__TEXT SHOWN__:
That caused the Harris-bot to malfunction. “It’s a longstanding problem,” she warbled. “And solutions are at hand and from day one, literally, we have been offering solutions…”
So Whitaker interrupted: “What I was asking was, was it a mistake to allow that kind of flood to happen in the first place?”
“I think the policies that we have been promoting have been about fixing a problem, not promoting a problem,” she added.
“But the numbers did quadruple under your watch?” tried Whitaker, again.
Harris, ruffled, returned to square one: “And the numbers today… because of what we have done, we have cut the flow of illegal immigration, we have cut the flow of fentanyl, but we need Congress to act.”
Oh dear. That’s Harris’s overwhelming weakness as a political candidate. She can talk in soundbites and managerial slogans about “solutions not problems,” but on issues of substance she can’t actually offer any solutions, which is a problem.
On the war in the Middle East, Harris was asked if the US has “no sway” over Israel’s leader Benjamin Netanyahu, who has accepted billions of dollars of American aid but seems to be ignoring Washington’s calls for a ceasefire.
“The work that we do diplomatically with the leadership of Israel is an ongoing pursuit around making clear our principles,” said Harris, gnomically.
Again, Whitaker pressed: “But it seems that Prime Minister Netanyahu isn’t listening?”
“We’re not going to stop pursuing what is necessary for the United States to be clear about where we stand on the need for this war to end.”
Moving awkwardly on, Whitaker turned to the economy, and again Harris offered only platitudes. “My plan is about saying that when you invest in small businesses, you invest in the middle class and you strengthen America’s economy,” she said. “Small businesses are part of the backbone of America’s economy,” she restated. Quizzed on how America might fund her trillion-dollar spending plans, she said she would make the rich “pay their fair share.”
“We’re dealing with the real world here,” said Whitaker. “How are you going to get this through Congress?” Harris replied that she “cannot afford to be myopic… I am a public servant, I am also a capitalist” — as if that clarified things.
Perhaps the most revealing moment was when Whitaker asked Harris why voters say they don’t know what she stands for. “It’s an election, Bill,” she said, with a dead smile. Whitaker then mentioned her flip-flops on issues such as fracking, immigration and Medicare.

Records contained in a dataset
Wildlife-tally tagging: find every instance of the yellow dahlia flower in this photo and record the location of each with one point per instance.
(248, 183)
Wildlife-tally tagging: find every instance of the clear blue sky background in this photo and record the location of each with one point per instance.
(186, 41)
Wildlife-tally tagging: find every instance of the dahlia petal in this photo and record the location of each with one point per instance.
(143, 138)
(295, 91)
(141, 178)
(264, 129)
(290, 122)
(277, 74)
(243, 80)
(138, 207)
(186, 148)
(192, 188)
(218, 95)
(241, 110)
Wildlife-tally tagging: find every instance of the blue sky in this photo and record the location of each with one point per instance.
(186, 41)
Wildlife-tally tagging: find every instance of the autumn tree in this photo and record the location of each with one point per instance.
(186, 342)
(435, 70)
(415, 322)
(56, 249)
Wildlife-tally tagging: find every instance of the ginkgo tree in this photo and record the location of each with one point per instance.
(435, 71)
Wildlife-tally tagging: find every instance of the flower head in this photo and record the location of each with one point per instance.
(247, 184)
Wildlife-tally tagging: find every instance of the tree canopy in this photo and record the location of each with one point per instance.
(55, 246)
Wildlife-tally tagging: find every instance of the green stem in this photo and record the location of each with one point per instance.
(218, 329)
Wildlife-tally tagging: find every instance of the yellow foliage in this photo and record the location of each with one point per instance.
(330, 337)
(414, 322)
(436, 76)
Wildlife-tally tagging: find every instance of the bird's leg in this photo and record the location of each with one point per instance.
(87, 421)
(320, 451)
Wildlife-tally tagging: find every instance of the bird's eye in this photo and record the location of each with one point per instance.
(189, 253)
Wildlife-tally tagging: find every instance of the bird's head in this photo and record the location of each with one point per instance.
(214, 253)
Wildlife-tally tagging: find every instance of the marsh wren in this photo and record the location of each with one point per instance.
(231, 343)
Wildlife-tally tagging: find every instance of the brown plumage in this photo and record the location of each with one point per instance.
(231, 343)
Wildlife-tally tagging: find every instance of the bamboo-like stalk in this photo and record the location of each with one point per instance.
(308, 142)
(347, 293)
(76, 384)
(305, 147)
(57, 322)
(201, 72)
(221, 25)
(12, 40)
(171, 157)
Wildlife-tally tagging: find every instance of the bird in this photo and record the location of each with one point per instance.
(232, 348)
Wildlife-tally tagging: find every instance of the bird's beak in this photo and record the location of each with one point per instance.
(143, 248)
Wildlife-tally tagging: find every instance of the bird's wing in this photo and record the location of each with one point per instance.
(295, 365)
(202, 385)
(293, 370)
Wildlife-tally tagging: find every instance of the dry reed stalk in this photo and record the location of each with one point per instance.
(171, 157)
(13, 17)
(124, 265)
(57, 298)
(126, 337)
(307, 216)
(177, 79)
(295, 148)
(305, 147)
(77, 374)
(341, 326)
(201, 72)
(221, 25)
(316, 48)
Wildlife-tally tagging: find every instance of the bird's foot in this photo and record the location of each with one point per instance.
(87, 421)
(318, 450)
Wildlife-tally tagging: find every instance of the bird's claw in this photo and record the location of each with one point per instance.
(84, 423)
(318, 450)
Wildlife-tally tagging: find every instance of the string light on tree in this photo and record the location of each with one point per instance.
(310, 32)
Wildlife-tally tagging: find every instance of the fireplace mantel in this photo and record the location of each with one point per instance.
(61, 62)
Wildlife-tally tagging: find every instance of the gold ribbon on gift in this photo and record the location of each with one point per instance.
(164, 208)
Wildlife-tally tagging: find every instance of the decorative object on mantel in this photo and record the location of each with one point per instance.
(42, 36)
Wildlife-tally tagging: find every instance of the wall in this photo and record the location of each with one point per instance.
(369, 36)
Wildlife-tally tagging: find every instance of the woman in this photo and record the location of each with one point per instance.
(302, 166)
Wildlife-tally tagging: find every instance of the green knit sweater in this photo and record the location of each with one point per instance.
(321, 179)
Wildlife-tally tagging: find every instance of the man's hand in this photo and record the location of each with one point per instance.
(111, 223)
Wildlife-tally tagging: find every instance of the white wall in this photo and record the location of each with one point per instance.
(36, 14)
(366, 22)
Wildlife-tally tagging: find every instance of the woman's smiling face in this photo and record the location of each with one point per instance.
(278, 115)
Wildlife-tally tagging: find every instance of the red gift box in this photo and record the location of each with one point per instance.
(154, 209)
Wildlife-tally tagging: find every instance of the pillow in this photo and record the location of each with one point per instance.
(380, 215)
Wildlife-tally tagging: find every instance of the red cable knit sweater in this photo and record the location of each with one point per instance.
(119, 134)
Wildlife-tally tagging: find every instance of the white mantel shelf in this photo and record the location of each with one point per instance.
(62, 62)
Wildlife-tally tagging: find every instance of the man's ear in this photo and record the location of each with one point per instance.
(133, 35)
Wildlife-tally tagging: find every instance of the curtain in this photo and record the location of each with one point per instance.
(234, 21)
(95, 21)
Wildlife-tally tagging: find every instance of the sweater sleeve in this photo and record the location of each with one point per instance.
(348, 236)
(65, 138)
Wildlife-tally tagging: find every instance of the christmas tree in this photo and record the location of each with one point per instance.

__THE TASK__: Extract everything in the interview text from "Oh dear. That’s" down to "is a problem.", copying it word for word. Rely on the interview text alone.

__PROBLEM SOLUTION__:
Oh dear. That’s Harris’s overwhelming weakness as a political candidate. She can talk in soundbites and managerial slogans about “solutions not problems,” but on issues of substance she can’t actually offer any solutions, which is a problem.